# Passage shown
# 66 tempest 4 door sheet metal sources



## Dealer369 (Jan 15, 2017)

Ok so I've tried searching and wasn't able to come with much. Most of the interchange info I found only pertained to 2 door models across other A-body platforms. Both of my quarter panels are pretty shot. I only got the car for 800$ so I can't really complain, but the previous owner was a bondo sculpture artist and I have places where the bondo is about half an inch thick. The wheel wells were all dented up around the lip too and covered with a generous layer of crap. Anyways I was wondering what exterior sheet metal is the same for the 2 Doors and the 4 doors. I know the deck lid, rear window channel (that's bondo and duct tape) and sail panels are different. I've heard 2 different opinions about the filler panel between the rear window and deck lid. So does anybody know if I can use the 2 door quarter panel sheet metal or do I have to try and scavenge a donor from a 4 door? What else, besides the front end stuff is the same?


----------



## Pinion head (Jan 3, 2015)

4 door rear 1/4 panel going back has the same shape from a little in front of the center of the rear wheel opening. I've cut oversize panels out of '65-67 Tempest 4 doors, & they were cut down further & used for rear 1/4 patch panels on 2 doors. In front of the wheel house on a 4 door, there is not much sheet metal before one gets to the door. I'd look @ what patch panels Ames sells, typically, one will see the rear lowers & a patch panel that resembles a "wheel arch" patch panel. Both of this style patch panel are hand formed. The only ones I've installed we're for a '69, & that was before the full repro 1/4's became available. On the decklid, it is the same for Tempest 2 door or 4 door. Need a rust free '66 decklid, believe i have one in the racks. On the rear window filler panel AKA "catwalk" they are indeed different on a '66 -67 Pontiac Tempest 2 door than Tempest 4 door. Most '66-67 catwalks rust out in the window channel, & many can be repaired in the channel with hand formed sheet metal.

# Listed records
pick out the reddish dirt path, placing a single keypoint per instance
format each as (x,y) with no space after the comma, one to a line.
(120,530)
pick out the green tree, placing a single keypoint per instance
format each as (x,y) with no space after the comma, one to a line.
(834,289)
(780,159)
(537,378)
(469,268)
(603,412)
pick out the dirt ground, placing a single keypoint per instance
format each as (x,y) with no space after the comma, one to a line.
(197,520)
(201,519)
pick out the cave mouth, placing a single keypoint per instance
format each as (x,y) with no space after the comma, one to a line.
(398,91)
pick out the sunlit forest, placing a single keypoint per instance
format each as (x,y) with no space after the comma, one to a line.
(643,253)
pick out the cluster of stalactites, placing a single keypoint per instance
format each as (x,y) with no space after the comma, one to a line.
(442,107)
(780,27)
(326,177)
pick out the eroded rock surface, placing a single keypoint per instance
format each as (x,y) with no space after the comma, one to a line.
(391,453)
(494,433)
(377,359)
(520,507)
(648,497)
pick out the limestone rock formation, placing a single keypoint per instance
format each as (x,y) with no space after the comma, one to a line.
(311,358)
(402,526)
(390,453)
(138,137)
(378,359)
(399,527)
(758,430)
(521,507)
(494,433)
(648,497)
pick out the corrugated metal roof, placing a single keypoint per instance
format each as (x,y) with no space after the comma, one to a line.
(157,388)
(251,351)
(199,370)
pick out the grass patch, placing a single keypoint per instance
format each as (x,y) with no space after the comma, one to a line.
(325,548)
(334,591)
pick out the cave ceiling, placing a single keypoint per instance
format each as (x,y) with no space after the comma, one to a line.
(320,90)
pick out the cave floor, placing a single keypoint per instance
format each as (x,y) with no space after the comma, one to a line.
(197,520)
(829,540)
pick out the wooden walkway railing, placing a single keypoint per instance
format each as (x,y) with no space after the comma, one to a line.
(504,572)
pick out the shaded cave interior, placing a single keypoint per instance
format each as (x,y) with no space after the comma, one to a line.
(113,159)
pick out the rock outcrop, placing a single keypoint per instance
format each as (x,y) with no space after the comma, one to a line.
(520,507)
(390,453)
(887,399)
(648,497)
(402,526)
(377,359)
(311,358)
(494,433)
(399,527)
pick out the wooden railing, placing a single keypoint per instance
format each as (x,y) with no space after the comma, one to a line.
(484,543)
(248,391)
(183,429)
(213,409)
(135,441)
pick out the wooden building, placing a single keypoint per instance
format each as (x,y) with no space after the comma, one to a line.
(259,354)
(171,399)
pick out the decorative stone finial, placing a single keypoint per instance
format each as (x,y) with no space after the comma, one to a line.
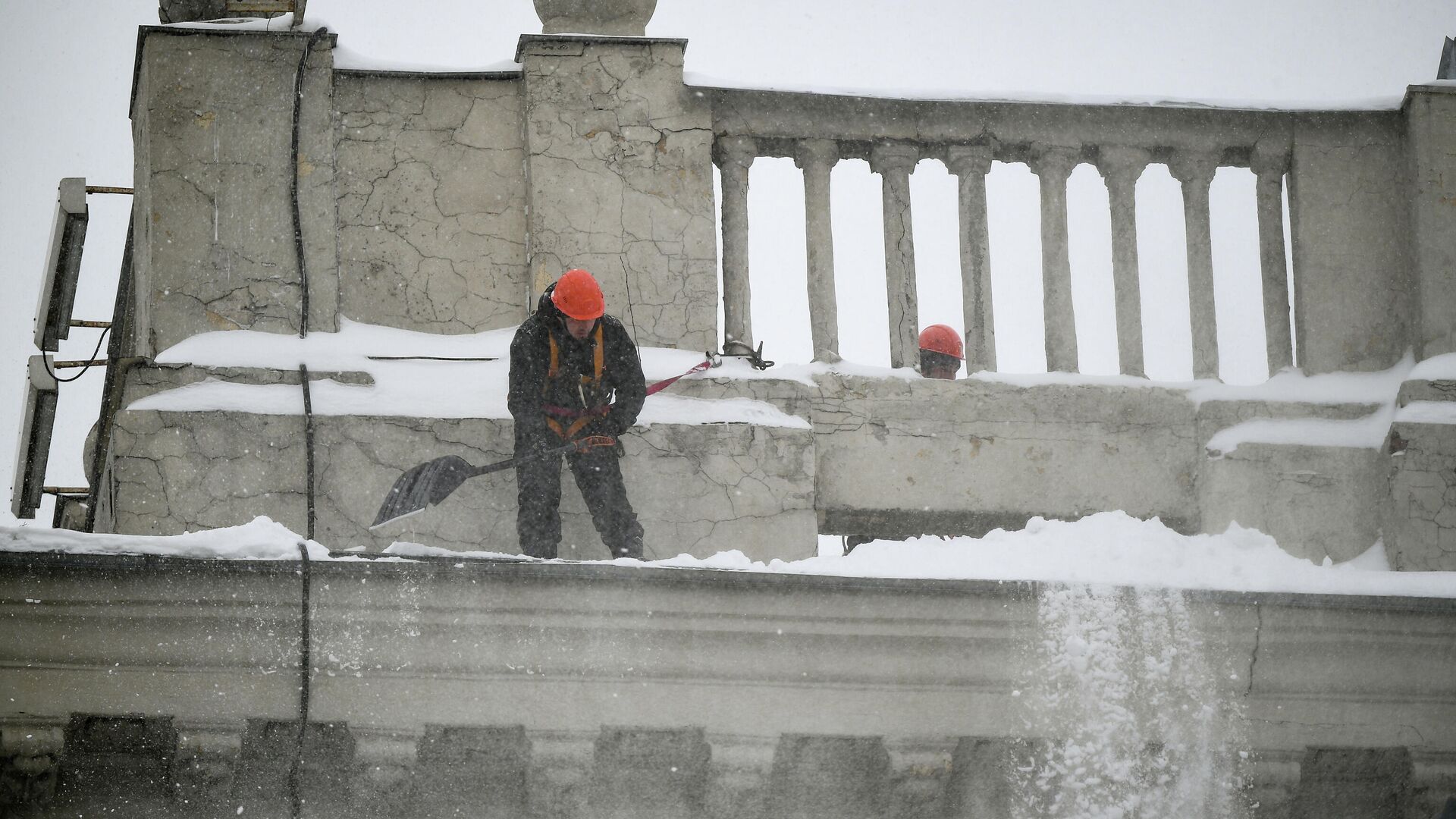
(613,18)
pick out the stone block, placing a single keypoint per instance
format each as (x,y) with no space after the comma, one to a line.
(117,765)
(982,779)
(1420,522)
(960,458)
(829,777)
(620,181)
(466,771)
(1353,783)
(648,774)
(431,203)
(325,770)
(1315,500)
(1348,226)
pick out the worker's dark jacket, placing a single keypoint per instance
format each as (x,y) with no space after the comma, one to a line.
(546,406)
(564,390)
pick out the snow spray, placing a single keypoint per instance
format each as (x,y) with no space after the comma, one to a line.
(1133,720)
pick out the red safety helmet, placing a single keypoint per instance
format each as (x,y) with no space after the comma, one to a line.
(943,338)
(579,295)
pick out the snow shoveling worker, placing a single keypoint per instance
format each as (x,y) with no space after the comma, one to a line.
(941,352)
(576,376)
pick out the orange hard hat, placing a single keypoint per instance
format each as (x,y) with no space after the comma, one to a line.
(579,295)
(943,338)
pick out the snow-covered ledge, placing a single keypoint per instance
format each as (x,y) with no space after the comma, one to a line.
(721,673)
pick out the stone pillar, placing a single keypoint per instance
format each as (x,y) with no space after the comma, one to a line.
(1430,126)
(619,181)
(829,777)
(1120,168)
(894,162)
(1269,164)
(970,165)
(648,774)
(1052,167)
(817,159)
(734,156)
(215,165)
(1196,171)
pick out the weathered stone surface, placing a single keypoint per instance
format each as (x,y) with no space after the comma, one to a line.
(696,488)
(1348,223)
(965,457)
(1430,118)
(620,180)
(1315,500)
(431,203)
(212,124)
(1353,783)
(1421,523)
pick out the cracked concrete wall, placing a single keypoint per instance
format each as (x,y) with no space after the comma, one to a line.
(696,488)
(1315,500)
(1348,223)
(620,181)
(215,241)
(431,676)
(1421,497)
(909,457)
(1432,131)
(431,202)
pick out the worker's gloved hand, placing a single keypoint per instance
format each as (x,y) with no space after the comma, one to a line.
(595,442)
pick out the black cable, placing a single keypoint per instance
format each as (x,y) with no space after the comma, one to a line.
(96,352)
(305,676)
(308,444)
(293,181)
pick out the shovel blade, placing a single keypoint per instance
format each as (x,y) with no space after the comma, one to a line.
(424,485)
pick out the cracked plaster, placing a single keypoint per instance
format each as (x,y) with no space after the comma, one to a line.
(212,127)
(431,203)
(619,183)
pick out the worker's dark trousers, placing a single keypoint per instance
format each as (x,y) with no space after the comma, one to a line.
(599,477)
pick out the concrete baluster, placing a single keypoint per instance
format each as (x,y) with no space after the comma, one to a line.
(1269,164)
(1052,167)
(734,155)
(894,162)
(817,159)
(970,165)
(1120,168)
(1196,171)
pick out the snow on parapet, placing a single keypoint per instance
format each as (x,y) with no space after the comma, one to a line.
(419,375)
(1383,102)
(1106,548)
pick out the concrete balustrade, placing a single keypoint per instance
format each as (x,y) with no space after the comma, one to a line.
(1194,171)
(1053,167)
(1120,168)
(734,156)
(894,162)
(817,159)
(970,165)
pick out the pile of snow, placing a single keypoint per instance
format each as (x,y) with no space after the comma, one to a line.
(1107,548)
(447,376)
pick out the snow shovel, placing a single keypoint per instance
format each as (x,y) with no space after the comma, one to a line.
(431,483)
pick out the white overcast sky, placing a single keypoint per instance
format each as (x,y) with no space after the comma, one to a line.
(66,74)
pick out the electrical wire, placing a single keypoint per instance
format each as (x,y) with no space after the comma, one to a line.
(96,352)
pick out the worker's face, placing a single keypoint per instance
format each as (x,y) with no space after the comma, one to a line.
(943,372)
(579,328)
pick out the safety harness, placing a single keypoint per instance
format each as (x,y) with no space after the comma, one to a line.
(576,419)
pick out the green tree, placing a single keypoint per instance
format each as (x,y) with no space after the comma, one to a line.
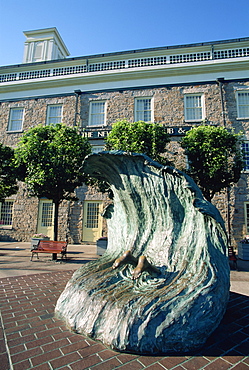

# Exercise directions
In the thread on 1966 Tempest 4-door sheet metal, list the parts that the opening post says are different on the 2-door and 4-door models.

# Complete response
- Deck lid
- Rear window channel
- Sail panels